== Extrait de page ==

Voilà pour les faits et les technologies. Constatant l'inexorable essor des usages centralisés dans une offre 100% cloud (et les données associées), considérant également les enjeux en terme d'infrastructure technique que représentent les technologies de stockage de conservation et de facilitation d'accès à ces données, on ne va pas rechigner pour quelques millisecondes supplémentaires d'attente et l'on ne peut que se réjouir de la congélation nouvelle des données pas ou peu accédées si cela permet de faciliter à l'inverse la remontée des données les plus demandées ou les plus utiles (pour nous et … pour eux).

On se permettra en revanche de souligner les enjeux de ce changement pour nos usages triviaux.

Un congélateur certes. Mais à tiroirs ou un bac ?

===

▸ Tâches proposées:
1 – Dans l'extrait, relevez dans leur ordre d'apparition tous les mots qui commencent par « con », en majuscule ou en minuscule.
2 – Reproduisez à l'identique le passage de l'extrait qui commence aux mots « Voilà pour les » et s'arrête après les mots « ou un bac ? ».

== Lignes fournies ==

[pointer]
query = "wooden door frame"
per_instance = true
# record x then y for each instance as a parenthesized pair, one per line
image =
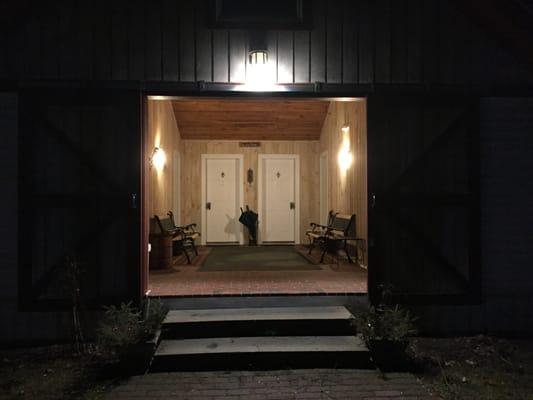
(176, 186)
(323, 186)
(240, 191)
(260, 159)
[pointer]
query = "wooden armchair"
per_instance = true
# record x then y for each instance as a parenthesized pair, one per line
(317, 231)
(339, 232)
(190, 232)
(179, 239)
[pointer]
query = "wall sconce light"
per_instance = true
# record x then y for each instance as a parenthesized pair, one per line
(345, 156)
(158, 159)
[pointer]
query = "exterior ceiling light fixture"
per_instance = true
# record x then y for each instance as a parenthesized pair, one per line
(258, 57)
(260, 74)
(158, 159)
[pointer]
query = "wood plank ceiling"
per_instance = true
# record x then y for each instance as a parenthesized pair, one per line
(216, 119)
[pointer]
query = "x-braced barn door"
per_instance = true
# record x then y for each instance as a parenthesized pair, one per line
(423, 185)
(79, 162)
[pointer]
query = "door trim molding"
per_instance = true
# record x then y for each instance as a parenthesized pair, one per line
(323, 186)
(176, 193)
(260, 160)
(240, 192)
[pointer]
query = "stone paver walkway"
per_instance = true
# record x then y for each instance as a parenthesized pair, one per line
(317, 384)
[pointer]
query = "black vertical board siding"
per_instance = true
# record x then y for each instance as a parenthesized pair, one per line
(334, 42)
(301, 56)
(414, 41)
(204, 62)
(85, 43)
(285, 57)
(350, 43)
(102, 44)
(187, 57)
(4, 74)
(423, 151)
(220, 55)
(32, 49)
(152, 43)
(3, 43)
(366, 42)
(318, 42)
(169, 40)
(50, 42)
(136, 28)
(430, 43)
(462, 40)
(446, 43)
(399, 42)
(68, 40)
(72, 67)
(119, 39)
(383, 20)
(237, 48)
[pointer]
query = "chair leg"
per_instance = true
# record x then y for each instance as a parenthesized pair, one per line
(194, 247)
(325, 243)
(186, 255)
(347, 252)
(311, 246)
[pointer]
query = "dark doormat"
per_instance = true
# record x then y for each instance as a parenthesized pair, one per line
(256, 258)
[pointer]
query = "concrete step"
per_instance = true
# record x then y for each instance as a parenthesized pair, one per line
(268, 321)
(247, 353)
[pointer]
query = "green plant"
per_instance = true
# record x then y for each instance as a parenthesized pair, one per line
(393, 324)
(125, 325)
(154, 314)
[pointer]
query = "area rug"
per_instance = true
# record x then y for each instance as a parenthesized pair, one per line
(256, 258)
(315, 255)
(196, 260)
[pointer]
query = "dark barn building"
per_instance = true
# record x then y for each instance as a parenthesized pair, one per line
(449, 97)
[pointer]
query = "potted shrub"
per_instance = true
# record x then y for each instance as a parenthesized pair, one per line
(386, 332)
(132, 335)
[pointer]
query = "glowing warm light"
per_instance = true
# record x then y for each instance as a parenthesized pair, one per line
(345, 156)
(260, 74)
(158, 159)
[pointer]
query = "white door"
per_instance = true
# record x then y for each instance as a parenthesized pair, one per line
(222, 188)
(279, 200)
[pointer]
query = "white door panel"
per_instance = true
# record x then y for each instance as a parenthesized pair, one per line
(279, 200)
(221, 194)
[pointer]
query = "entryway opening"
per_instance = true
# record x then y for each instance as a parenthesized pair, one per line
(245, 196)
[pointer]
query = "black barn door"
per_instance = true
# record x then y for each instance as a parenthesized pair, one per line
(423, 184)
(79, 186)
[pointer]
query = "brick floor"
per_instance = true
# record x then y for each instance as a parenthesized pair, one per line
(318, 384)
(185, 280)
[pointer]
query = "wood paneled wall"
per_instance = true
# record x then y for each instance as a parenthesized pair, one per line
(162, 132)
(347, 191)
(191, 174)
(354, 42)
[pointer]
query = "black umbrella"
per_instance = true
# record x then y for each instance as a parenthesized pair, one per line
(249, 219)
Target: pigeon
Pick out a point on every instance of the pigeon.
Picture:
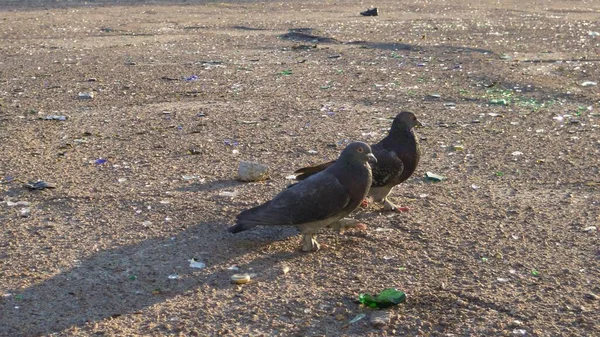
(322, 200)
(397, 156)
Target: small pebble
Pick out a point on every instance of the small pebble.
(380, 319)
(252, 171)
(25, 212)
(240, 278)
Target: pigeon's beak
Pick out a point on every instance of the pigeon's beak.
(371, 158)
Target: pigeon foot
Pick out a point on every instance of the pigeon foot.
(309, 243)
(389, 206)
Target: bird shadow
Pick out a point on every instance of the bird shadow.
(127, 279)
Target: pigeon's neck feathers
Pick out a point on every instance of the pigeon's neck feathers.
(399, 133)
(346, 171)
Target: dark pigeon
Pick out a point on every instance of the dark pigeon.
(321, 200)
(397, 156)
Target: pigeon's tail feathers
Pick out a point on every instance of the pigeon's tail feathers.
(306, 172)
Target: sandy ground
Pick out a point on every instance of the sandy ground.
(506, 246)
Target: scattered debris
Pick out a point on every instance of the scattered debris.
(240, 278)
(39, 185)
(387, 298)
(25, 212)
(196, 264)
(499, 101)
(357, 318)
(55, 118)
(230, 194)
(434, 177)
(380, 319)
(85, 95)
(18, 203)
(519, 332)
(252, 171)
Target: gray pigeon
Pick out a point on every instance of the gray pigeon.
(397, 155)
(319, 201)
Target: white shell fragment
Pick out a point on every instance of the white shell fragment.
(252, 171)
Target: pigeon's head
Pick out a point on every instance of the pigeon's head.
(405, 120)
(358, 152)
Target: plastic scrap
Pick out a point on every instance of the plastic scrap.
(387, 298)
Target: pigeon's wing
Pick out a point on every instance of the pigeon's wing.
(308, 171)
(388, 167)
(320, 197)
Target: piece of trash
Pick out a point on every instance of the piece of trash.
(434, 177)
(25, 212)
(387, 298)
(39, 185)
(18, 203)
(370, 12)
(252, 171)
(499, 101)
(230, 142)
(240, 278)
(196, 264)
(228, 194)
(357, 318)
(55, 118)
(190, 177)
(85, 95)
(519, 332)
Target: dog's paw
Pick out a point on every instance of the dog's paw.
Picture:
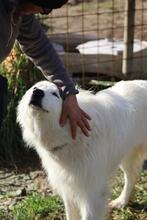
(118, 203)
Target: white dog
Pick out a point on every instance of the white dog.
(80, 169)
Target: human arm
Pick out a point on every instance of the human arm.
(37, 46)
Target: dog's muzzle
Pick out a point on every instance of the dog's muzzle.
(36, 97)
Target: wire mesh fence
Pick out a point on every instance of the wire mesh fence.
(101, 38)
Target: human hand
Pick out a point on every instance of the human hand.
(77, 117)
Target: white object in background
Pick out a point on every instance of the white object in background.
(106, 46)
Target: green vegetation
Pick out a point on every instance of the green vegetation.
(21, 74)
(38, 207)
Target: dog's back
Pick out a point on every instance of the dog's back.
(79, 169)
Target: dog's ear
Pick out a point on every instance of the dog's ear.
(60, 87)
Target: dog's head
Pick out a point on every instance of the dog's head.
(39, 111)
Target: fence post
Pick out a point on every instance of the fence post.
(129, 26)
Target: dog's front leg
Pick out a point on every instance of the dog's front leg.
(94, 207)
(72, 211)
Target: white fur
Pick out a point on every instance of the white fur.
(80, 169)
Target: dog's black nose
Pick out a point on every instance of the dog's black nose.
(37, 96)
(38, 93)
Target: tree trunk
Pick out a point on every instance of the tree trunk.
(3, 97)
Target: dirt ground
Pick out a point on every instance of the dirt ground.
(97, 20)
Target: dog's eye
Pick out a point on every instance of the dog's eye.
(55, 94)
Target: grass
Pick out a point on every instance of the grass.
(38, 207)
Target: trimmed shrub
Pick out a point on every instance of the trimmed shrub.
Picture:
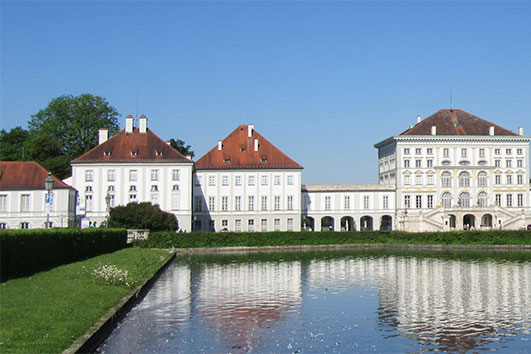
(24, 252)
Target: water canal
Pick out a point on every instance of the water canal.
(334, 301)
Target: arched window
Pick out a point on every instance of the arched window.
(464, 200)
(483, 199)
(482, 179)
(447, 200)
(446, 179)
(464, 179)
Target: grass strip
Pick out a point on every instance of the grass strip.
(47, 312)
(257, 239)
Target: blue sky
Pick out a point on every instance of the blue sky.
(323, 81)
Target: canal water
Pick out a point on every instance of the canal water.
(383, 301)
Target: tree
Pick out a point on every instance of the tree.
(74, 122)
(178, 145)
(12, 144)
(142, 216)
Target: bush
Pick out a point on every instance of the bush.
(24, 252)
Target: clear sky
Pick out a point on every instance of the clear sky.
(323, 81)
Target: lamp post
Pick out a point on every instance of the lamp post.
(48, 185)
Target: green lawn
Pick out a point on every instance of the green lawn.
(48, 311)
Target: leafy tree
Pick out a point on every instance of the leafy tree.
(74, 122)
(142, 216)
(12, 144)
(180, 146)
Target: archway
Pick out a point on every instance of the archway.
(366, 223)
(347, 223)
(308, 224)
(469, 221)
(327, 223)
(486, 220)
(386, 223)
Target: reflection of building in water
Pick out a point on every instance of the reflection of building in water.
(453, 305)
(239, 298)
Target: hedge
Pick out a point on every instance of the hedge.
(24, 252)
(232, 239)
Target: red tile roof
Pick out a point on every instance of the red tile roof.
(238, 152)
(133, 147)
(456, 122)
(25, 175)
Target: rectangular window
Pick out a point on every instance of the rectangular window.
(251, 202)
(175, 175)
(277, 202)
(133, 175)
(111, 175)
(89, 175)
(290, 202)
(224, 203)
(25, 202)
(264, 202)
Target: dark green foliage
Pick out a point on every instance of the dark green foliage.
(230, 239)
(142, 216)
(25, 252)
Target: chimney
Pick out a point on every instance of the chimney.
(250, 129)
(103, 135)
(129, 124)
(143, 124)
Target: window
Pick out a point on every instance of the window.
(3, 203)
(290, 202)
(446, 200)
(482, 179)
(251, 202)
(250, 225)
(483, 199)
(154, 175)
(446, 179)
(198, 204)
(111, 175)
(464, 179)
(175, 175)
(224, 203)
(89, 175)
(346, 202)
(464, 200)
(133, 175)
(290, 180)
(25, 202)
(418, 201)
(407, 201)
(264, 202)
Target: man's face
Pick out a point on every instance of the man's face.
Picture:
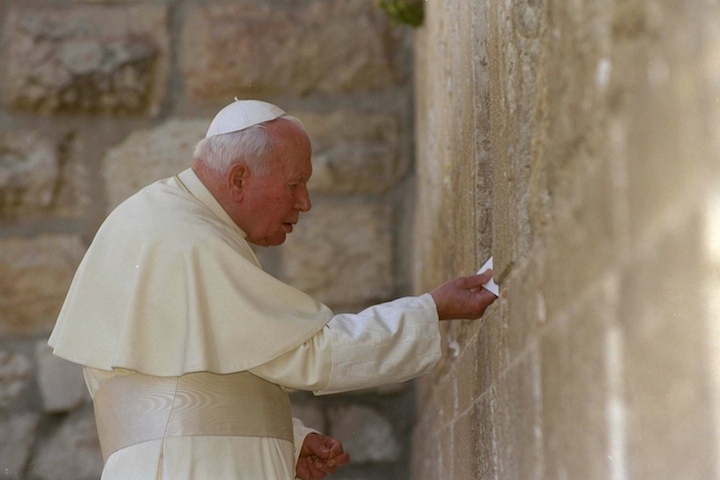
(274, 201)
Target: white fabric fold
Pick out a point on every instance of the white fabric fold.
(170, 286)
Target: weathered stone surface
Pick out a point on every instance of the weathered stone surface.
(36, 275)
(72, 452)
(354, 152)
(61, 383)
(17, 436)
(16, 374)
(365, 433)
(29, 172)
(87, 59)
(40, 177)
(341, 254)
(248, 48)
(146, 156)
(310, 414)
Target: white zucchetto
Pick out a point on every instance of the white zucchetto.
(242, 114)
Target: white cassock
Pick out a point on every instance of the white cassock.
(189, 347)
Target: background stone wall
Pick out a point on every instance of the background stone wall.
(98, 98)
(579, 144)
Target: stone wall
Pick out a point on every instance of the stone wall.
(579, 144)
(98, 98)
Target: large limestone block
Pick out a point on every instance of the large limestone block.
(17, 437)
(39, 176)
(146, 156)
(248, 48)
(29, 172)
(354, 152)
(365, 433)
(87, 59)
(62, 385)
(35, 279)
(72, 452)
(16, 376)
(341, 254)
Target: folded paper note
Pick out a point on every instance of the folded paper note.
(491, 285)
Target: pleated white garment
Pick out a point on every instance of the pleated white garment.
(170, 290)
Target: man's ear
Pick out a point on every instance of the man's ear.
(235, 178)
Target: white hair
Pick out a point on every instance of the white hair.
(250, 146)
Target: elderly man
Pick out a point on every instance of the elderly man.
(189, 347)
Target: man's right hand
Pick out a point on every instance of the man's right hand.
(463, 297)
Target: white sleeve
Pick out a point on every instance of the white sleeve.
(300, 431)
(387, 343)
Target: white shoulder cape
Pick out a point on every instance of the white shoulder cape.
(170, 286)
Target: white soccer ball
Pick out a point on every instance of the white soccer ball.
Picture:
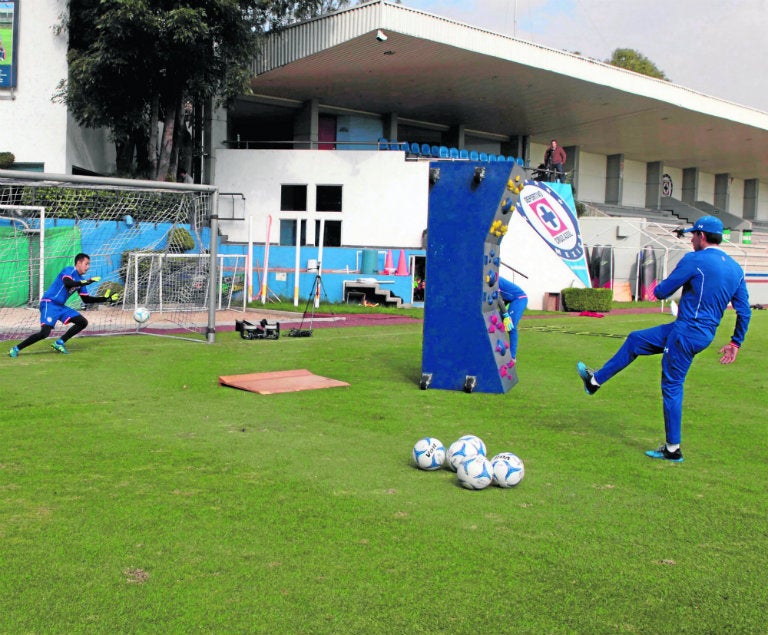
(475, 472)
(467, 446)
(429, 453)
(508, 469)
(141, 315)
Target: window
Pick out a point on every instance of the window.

===

▸ Réponses numérotées:
1 – Constatant, considérant, conservation, congélation, congélateur

2 –
Voilà pour les faits et les technologies. Constatant l'inexorable essor des usages centralisés dans une offre 100% cloud (et les données associées), considérant également les enjeux en terme d'infrastructure technique que représentent les technologies de stockage de conservation et de facilitation d'accès à ces données, on ne va pas rechigner pour quelques millisecondes supplémentaires d'attente et l'on ne peut que se réjouir de la congélation nouvelle des données pas ou peu accédées si cela permet de faciliter à l'inverse la remontée des données les plus demandées ou les plus utiles (pour nous et … pour eux).

On se permettra en revanche de souligner les enjeux de ce changement pour nos usages triviaux.

Un congélateur certes. Mais à tiroirs ou un bac ?